_Instructions to follow_.
Reproduce character for character everything below from the line containing "If you could drop a marker on the two-story" down to the line containing "Target: two-story house", with both of those lines included.

_Entries provided_.
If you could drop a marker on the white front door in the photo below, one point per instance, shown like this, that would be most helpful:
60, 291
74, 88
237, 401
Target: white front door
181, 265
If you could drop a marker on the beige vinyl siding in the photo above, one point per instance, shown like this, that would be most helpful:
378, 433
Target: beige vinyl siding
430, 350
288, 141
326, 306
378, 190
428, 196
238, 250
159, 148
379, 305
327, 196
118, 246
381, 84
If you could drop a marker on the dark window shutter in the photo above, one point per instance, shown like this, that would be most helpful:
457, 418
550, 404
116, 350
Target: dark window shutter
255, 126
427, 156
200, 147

* * *

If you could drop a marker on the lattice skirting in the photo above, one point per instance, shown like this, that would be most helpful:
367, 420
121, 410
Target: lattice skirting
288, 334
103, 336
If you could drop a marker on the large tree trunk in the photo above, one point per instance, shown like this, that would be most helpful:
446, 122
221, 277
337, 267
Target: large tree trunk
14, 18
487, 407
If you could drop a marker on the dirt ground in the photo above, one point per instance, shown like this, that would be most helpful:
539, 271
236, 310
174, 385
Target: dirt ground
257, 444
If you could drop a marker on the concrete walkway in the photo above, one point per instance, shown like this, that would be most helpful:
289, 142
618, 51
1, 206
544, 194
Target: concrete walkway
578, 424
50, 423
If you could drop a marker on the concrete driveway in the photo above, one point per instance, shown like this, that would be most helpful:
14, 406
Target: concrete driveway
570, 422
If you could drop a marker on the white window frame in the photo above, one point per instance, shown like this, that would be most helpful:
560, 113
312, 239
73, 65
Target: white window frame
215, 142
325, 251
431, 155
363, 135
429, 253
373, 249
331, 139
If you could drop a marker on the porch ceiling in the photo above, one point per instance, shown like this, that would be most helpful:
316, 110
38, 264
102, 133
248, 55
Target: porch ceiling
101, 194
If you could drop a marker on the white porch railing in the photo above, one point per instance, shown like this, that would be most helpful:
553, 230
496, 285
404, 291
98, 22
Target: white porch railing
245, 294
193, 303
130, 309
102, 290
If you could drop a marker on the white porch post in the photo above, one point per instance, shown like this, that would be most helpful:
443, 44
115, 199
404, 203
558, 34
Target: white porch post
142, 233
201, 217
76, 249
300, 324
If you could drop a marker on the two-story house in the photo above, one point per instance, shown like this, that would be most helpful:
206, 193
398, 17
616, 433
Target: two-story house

_Correct response_.
If you could drop a marker on the two-story house in the photo above, one point per instance, shown like this, that would be most helpful:
206, 193
398, 17
616, 433
Target: two-story house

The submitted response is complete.